WHAT YOU NEED TO DO —
Quote the whole listing verbatim.

EXCERPTED RECORDS —
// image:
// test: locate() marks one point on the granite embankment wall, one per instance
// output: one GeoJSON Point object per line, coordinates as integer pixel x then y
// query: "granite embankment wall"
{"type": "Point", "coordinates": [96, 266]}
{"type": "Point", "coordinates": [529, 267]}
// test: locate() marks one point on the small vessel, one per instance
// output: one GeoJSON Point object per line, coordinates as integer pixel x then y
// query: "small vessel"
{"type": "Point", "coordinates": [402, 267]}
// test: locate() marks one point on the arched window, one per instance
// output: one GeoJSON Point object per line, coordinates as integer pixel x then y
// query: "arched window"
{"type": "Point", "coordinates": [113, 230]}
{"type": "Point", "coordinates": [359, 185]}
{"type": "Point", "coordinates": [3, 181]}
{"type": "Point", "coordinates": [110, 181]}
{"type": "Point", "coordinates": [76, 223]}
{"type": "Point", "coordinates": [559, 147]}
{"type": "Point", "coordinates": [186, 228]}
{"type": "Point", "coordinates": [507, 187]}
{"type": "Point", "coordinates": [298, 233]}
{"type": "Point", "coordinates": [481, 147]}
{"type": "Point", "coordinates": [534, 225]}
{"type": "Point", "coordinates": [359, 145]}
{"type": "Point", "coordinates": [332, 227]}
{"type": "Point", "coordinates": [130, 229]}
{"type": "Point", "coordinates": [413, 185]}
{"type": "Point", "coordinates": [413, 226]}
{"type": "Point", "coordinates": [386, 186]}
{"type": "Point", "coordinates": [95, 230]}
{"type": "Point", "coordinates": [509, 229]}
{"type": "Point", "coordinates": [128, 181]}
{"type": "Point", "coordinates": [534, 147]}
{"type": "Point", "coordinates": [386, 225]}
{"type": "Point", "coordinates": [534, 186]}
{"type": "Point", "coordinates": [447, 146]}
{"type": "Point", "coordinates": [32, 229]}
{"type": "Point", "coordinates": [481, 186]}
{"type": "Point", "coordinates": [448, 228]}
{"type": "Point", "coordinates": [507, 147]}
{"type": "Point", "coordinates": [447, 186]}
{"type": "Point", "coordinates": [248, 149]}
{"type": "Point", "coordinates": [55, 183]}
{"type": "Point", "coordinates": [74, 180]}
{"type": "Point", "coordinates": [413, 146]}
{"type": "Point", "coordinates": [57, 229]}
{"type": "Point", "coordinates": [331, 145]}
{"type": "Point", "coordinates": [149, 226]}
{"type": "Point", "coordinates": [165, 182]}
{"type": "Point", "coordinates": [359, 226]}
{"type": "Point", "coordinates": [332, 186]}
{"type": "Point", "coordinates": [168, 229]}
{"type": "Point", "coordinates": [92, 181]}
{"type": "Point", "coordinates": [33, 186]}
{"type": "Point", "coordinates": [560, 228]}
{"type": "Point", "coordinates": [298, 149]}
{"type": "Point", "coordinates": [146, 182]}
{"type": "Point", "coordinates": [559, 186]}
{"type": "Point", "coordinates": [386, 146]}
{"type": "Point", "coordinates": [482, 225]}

REPLY —
// image:
// test: locate() marks one point on the granite embankment wall, one per instance
// output: one GeoJSON Point object per line, coordinates as integer pixel x then y
// query: "granite embankment wall"
{"type": "Point", "coordinates": [96, 266]}
{"type": "Point", "coordinates": [529, 267]}
// test: locate() marks one point on the small vessel, one per instance
// output: one GeoJSON Point object per line, coordinates as integer pixel x then y
// query: "small vessel"
{"type": "Point", "coordinates": [402, 267]}
// test: locate() marks one point on the arched window, one per instance
// output: one GeoJSON Point object per line, coordinates as integer pixel x then y
// query: "arched window"
{"type": "Point", "coordinates": [113, 230]}
{"type": "Point", "coordinates": [359, 185]}
{"type": "Point", "coordinates": [3, 181]}
{"type": "Point", "coordinates": [110, 181]}
{"type": "Point", "coordinates": [76, 223]}
{"type": "Point", "coordinates": [559, 147]}
{"type": "Point", "coordinates": [186, 228]}
{"type": "Point", "coordinates": [507, 187]}
{"type": "Point", "coordinates": [298, 233]}
{"type": "Point", "coordinates": [481, 147]}
{"type": "Point", "coordinates": [534, 225]}
{"type": "Point", "coordinates": [359, 145]}
{"type": "Point", "coordinates": [332, 227]}
{"type": "Point", "coordinates": [130, 229]}
{"type": "Point", "coordinates": [413, 185]}
{"type": "Point", "coordinates": [413, 226]}
{"type": "Point", "coordinates": [386, 186]}
{"type": "Point", "coordinates": [95, 230]}
{"type": "Point", "coordinates": [509, 229]}
{"type": "Point", "coordinates": [128, 181]}
{"type": "Point", "coordinates": [534, 147]}
{"type": "Point", "coordinates": [386, 225]}
{"type": "Point", "coordinates": [534, 186]}
{"type": "Point", "coordinates": [447, 146]}
{"type": "Point", "coordinates": [32, 229]}
{"type": "Point", "coordinates": [481, 186]}
{"type": "Point", "coordinates": [448, 228]}
{"type": "Point", "coordinates": [507, 147]}
{"type": "Point", "coordinates": [447, 186]}
{"type": "Point", "coordinates": [248, 149]}
{"type": "Point", "coordinates": [55, 183]}
{"type": "Point", "coordinates": [74, 180]}
{"type": "Point", "coordinates": [413, 146]}
{"type": "Point", "coordinates": [57, 229]}
{"type": "Point", "coordinates": [331, 145]}
{"type": "Point", "coordinates": [149, 226]}
{"type": "Point", "coordinates": [165, 182]}
{"type": "Point", "coordinates": [359, 226]}
{"type": "Point", "coordinates": [332, 186]}
{"type": "Point", "coordinates": [168, 229]}
{"type": "Point", "coordinates": [92, 181]}
{"type": "Point", "coordinates": [33, 186]}
{"type": "Point", "coordinates": [560, 228]}
{"type": "Point", "coordinates": [298, 149]}
{"type": "Point", "coordinates": [146, 182]}
{"type": "Point", "coordinates": [559, 186]}
{"type": "Point", "coordinates": [386, 146]}
{"type": "Point", "coordinates": [482, 225]}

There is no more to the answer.